* _DATASET_
□ □ □ □ □
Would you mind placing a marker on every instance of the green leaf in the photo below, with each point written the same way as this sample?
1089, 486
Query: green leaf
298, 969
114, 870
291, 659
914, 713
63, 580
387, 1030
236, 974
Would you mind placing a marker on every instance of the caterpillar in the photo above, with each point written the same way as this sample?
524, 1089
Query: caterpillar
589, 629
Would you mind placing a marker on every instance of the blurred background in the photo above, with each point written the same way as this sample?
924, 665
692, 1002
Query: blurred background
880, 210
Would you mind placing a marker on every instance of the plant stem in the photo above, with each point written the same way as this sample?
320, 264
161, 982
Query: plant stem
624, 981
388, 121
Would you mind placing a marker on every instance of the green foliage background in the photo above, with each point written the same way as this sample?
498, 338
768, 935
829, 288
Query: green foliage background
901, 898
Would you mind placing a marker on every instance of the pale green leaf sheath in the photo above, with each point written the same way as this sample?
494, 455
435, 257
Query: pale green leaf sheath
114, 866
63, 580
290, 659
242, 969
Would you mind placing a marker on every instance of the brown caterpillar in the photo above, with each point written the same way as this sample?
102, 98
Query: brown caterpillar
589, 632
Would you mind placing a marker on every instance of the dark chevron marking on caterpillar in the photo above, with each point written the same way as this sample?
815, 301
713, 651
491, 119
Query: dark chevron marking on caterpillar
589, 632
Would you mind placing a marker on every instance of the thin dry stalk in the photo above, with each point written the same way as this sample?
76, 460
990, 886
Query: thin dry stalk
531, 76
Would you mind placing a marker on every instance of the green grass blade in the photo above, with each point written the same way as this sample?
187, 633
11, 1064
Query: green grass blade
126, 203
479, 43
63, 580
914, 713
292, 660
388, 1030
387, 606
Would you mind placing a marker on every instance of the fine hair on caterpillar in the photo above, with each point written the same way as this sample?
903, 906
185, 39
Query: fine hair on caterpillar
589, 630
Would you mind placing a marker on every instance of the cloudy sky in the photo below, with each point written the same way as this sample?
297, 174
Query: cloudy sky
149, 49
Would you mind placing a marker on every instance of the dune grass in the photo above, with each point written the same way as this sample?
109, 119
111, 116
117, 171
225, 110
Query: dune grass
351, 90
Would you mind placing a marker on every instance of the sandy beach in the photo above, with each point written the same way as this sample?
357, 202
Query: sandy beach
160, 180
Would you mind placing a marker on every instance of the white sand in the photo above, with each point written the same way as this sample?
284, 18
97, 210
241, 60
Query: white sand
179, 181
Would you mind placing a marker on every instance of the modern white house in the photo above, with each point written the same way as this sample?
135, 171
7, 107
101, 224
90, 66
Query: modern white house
□ □ □ □ □
* _WHAT YOU ARE ASKED TO DO_
Write out exactly the lines of the entries above that run from the line containing "of the dune" through the last line, including both.

* _ANSWER TO THIS TASK_
Would you mind placing a marker on every instance of the dune grass in the photo above, with each point written the same way as this sample?
109, 119
111, 116
117, 171
225, 110
Query: dune grass
351, 90
Would you mind placing a marker on every instance of the sandy beach in the photo above, with each point written the same way as this sample?
357, 202
Query: sandy beach
160, 180
Would you mind placing a marker on every instance of the white sand in the photo above, with each point written the same way as this sample?
284, 18
97, 210
241, 60
Query: white sand
179, 181
Would you mind placing a marker on every instance of the modern white house in the photo above, with each point written the same way as this sample?
135, 171
7, 107
101, 224
90, 66
Query: modern white house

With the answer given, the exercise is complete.